> [Problem requirements] Copy the entries from the line containing "the white window" through the end of the entries, switching "window blind" to "window shade" and leaving everything else unchanged.
--- Start Material provided ---
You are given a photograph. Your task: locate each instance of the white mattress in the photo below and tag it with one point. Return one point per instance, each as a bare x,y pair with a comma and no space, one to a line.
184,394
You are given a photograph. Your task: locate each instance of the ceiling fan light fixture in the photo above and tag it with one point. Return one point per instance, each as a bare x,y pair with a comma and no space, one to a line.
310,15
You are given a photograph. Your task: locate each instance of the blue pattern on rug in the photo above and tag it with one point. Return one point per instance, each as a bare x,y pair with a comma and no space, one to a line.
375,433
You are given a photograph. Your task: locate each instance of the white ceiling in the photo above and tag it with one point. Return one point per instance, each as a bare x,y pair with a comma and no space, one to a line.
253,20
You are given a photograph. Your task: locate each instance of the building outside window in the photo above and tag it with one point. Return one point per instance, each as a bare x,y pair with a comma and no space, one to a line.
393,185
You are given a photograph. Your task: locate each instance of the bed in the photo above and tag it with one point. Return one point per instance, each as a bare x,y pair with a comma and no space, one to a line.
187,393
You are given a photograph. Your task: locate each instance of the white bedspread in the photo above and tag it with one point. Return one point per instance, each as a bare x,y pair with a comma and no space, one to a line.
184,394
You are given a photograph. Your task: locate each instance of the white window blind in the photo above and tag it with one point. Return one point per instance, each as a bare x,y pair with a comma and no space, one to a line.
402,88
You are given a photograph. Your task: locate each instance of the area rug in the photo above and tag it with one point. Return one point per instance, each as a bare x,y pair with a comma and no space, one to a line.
--- End Material provided ---
> [Completed exercise]
You are given a photograph. Your task: locate each instance of the white window shade in the photo above and tag it with one point. Return one point per instance, each as a bare x,y pair with a comma and no space, one to a line.
402,88
You are given a photograph. Your task: locate each instance of the area rug in the photo above and tag it with one point. Return one point per instance, each as a bare x,y pair with a comma and no space, one to a line.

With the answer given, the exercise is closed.